HOW TO COMPLETE THIS TASK —
Return exactly the lines that run from the one containing "Query: black cargo basket" to the end of the entries, with both ends included.

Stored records
>>>>>
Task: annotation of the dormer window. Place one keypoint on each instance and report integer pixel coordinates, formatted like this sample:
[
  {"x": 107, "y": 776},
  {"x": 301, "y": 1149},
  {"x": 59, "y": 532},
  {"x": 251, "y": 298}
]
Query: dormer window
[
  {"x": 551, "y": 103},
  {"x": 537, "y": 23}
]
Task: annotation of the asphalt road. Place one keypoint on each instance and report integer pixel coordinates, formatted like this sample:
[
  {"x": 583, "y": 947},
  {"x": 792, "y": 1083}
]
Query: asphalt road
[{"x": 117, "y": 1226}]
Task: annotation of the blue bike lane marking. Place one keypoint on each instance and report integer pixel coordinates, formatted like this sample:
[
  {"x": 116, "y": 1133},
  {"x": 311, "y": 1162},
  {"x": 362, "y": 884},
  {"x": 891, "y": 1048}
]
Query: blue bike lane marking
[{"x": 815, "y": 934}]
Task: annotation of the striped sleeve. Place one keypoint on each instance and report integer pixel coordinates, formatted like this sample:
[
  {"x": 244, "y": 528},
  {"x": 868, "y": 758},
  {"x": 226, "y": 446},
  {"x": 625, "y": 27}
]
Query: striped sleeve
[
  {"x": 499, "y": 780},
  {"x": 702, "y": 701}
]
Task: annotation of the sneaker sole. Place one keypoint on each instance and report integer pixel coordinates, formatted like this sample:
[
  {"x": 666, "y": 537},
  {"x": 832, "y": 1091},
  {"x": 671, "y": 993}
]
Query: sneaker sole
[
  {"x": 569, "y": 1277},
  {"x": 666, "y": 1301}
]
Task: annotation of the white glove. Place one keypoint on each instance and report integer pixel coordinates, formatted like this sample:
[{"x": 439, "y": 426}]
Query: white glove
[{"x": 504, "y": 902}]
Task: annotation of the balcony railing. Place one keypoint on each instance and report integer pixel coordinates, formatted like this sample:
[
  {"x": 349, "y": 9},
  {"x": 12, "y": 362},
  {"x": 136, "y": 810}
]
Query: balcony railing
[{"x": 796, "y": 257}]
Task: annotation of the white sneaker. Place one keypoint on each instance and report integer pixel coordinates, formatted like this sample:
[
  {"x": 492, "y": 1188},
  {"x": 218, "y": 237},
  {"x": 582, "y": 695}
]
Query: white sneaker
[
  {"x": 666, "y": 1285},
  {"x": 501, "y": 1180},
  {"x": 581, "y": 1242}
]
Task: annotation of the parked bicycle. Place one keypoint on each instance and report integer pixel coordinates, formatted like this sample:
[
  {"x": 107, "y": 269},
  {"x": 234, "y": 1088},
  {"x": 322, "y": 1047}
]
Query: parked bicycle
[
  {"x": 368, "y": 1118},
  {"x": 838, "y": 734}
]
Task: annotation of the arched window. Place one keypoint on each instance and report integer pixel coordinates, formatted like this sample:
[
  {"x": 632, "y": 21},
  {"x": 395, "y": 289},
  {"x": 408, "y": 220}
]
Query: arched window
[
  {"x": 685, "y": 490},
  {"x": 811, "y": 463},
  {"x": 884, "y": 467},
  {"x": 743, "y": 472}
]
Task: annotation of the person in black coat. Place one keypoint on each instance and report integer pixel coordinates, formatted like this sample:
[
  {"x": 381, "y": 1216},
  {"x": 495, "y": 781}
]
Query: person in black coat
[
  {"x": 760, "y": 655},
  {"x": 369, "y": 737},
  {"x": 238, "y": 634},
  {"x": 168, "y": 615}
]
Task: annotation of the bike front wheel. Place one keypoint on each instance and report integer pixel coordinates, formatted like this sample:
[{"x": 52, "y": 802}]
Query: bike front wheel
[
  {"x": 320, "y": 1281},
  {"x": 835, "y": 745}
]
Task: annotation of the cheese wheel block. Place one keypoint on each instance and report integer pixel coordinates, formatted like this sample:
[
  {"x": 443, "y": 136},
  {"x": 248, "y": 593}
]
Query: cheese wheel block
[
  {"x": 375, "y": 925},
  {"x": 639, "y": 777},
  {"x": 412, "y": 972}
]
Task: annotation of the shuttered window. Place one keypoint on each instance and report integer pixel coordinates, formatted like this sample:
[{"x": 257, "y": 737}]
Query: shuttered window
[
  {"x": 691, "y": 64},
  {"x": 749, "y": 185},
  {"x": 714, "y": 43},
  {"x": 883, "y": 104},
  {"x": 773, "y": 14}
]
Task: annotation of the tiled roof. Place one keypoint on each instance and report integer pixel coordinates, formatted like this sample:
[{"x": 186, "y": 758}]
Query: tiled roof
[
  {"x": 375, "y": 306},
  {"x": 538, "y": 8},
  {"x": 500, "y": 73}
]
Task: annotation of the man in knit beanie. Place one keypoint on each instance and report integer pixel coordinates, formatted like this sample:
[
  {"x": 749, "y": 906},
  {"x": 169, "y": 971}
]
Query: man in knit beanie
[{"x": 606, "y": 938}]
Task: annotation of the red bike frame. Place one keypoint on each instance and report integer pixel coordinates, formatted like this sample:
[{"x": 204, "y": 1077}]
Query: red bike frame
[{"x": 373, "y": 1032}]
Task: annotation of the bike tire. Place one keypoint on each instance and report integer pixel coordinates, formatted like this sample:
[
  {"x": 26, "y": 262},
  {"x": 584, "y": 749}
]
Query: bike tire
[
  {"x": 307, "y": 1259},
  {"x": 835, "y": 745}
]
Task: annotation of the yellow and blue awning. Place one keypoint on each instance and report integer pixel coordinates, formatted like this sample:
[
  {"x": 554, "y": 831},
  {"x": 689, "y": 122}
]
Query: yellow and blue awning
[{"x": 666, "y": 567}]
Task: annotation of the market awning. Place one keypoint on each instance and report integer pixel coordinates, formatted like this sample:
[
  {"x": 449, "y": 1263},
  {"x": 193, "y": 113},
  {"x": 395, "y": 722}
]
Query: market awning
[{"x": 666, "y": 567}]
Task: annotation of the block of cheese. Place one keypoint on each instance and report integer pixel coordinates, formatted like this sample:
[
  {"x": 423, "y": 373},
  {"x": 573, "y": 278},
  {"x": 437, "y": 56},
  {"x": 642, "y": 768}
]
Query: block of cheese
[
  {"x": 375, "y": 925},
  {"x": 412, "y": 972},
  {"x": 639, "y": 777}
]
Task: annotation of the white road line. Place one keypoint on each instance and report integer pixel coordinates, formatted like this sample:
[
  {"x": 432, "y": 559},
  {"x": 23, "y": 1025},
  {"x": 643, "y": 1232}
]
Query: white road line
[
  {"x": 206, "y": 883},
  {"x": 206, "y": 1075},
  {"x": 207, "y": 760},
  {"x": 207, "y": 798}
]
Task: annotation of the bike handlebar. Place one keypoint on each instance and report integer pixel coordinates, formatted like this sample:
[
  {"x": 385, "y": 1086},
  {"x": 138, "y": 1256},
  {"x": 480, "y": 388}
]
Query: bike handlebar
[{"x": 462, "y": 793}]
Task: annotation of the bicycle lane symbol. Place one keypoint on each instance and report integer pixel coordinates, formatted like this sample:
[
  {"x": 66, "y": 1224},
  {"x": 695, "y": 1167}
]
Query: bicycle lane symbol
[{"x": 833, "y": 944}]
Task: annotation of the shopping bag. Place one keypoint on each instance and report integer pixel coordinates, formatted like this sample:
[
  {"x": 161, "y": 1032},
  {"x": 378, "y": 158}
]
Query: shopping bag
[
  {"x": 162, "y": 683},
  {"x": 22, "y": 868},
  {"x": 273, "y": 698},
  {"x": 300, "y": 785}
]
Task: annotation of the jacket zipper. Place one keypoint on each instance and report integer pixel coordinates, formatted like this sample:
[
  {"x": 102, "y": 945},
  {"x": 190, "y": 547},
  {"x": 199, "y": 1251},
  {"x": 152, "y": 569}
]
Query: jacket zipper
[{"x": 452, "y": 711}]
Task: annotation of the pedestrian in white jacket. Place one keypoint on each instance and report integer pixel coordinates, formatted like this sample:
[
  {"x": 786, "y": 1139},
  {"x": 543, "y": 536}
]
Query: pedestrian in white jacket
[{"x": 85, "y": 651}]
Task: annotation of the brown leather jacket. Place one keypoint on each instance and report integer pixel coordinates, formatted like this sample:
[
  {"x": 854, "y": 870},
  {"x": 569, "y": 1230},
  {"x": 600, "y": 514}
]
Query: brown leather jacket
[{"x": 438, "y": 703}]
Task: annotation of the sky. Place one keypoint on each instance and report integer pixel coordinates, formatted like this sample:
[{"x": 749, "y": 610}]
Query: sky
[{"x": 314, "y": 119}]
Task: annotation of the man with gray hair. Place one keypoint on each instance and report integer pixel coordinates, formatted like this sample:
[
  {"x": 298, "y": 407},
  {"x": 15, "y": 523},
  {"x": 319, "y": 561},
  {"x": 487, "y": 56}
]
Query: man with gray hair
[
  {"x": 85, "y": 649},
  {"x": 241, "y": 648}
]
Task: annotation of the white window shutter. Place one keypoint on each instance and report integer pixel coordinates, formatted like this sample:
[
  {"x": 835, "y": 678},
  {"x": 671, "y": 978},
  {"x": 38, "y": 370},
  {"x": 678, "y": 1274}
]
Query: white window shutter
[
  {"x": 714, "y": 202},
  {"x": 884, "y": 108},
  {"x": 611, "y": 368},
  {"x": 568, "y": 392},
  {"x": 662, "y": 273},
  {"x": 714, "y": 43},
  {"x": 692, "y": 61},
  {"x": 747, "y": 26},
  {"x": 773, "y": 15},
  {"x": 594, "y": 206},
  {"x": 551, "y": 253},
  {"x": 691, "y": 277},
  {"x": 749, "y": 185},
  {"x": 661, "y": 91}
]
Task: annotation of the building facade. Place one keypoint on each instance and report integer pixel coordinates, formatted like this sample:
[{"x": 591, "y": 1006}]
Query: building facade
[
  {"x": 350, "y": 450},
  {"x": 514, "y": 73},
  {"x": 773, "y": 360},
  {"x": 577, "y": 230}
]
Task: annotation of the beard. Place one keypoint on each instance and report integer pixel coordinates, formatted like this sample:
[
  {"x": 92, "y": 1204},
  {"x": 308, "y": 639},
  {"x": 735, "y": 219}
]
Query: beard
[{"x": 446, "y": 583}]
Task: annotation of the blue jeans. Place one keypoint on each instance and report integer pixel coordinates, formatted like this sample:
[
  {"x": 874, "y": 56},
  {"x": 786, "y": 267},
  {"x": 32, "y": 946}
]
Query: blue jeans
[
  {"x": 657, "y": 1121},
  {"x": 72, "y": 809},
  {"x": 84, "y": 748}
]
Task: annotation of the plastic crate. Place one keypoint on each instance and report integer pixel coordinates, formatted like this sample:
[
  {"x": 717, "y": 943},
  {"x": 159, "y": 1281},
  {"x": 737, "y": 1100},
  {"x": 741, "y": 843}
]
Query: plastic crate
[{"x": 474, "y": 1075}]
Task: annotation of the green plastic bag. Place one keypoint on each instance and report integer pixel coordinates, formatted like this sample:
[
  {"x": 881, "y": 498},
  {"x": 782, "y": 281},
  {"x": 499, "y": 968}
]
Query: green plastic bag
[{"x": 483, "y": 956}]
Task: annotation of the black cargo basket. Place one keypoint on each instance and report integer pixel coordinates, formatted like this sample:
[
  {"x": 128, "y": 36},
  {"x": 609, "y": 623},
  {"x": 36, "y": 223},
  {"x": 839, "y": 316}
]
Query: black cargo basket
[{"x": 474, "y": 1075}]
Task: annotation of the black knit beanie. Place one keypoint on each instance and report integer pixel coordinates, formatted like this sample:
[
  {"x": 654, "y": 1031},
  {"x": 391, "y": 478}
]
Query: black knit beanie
<<<<<
SOLUTION TO THE EXERCISE —
Query: black cargo basket
[{"x": 474, "y": 1075}]
Task: annotation of the black knit beanie. Place one keypoint on each instance and report integer pixel coordinates, formatted like this sample:
[
  {"x": 654, "y": 1031},
  {"x": 391, "y": 478}
]
Query: black knit beanie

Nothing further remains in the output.